Passage provided:
╭──
Dreamer is one of the nine kittens that came to us from a barn in Potomac 6/8/20. The foster noticed right away that he would vomit while eating. This happened a few times over the course of a few hours. He went to the vet on Wednesday and it was discovered through barium x rays that he had a very narrow esophagus which would explain why he was vomiting every time he ate. The cause is not known yet, but it is suspected that it might be a Persistent Right Aortic Arch (PRAA). It has been confirmed 


Vetstreet Definition

“Persistent right aortic arch is a congenital abnormality of the blood vessels of the heart that can affect esophageal function in some dogs and less commonly, in cats. Basically, an embryonic branch of the aorta fails to regress and is wrapped around the esophagus when a puppy or kitten is born. This puts pressure on the tube, preventing the passage of food in the esophagus when the pet eats, causing regurgitation. Surgery can correct the problem, and follow-up care can usually reverse the esophageal effects, especially if done early in a pet’s life.”

Went to Bozeman on Tuesday sorry no scenic pictures. It rained and snowed all the way over there, snow can be scenic but not in June. His appointment went very well, he was seen by an Internal Specialist as well as a surgeon. They confirmed that it is PRAA.
╰──
Supplied records:
╭──
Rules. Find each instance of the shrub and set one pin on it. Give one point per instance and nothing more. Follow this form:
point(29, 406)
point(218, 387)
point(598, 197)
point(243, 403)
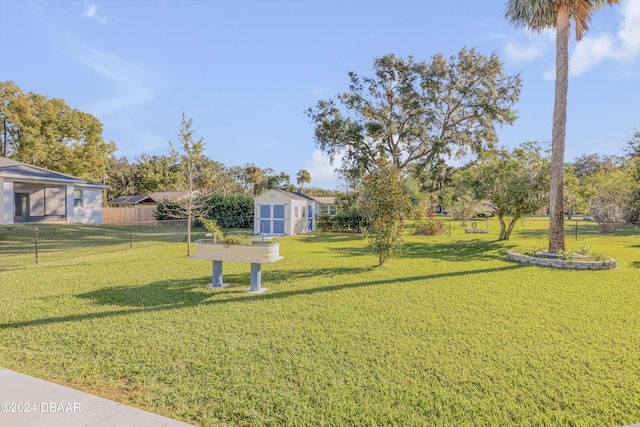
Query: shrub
╰──
Exercise requirements:
From the passage about Dreamer, write out word for word the part that begins at "Vetstreet Definition" and ends after "it is PRAA.". The rows have nothing to do with the passage about Dreamer.

Answer section:
Vetstreet Definition

“Persistent right aortic arch is a congenital abnormality of the blood vessels of the heart that can affect esophageal function in some dogs and less commonly, in cats. Basically, an embryonic branch of the aorta fails to regress and is wrapped around the esophagus when a puppy or kitten is born. This puts pressure on the tube, preventing the passage of food in the esophagus when the pet eats, causing regurgitation. Surgery can correct the problem, and follow-up care can usually reverse the esophageal effects, especially if done early in a pet’s life.”

Went to Bozeman on Tuesday sorry no scenic pictures. It rained and snowed all the way over there, snow can be scenic but not in June. His appointment went very well, he was seen by an Internal Specialist as well as a surgeon. They confirmed that it is PRAA.